[[ Available data, beginning ]]
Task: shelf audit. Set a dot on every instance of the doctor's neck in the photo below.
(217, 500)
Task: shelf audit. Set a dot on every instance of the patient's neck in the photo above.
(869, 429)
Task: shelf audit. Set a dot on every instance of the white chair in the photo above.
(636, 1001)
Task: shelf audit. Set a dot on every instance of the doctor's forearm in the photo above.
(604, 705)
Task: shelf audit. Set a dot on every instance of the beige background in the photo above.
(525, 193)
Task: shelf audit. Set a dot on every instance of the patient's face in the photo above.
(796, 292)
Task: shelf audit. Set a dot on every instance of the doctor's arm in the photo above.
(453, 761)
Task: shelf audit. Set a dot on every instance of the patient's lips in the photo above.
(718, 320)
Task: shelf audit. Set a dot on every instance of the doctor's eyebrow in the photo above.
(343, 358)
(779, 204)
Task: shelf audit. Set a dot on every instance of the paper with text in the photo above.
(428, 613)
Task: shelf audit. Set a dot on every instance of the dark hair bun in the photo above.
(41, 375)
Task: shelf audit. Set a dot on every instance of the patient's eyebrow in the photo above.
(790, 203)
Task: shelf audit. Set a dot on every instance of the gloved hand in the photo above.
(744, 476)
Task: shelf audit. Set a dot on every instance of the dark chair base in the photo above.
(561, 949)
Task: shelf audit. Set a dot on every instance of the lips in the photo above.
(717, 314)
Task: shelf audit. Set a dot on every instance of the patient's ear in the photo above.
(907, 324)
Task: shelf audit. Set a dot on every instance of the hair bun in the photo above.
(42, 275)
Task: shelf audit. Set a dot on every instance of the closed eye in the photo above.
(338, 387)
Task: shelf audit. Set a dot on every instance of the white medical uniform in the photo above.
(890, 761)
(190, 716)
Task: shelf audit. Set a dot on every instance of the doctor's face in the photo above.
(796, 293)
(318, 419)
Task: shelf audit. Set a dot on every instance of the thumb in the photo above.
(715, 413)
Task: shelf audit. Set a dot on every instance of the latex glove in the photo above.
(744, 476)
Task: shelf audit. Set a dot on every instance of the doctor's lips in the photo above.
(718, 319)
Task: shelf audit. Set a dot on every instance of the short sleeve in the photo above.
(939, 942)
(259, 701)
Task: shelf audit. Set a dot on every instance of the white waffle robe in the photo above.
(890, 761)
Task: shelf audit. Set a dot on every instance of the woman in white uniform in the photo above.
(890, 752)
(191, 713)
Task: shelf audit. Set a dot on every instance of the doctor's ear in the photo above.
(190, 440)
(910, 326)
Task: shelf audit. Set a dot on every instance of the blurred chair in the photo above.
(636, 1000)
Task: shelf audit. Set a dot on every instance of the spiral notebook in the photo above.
[[ Available data, end ]]
What you will do :: Only the lines from the one containing "thumb in the photo above." to the end of the data should be printed, exactly as they stand.

Worked solution ::
Task: shelf audit. Set a dot on every instance of the thumb in the photo above.
(715, 413)
Task: shelf audit. Set a dot on every instance of the latex glove in the photo above.
(744, 476)
Task: shelf audit. Set a dot on every instance of the doctor's lips in the photo above.
(718, 319)
Task: shelf audit. Set a dot on every instance of the short sleeve in the photo above.
(939, 942)
(259, 701)
Task: shelf audit. Set a dot on every instance of the white waffle robe in the photo above.
(890, 761)
Task: shelf audit. Set a dot on every instance of the woman in white uniform in the photo above.
(890, 752)
(191, 713)
Task: shelf audit. Set a dot on every instance of the doctor's ear in the photo above.
(190, 440)
(910, 326)
Task: shelf audit. Set a dot on every instance of the blurred chair in the photo above.
(636, 1000)
Task: shelf audit. Set a dot on every instance of the spiral notebook in the photo above.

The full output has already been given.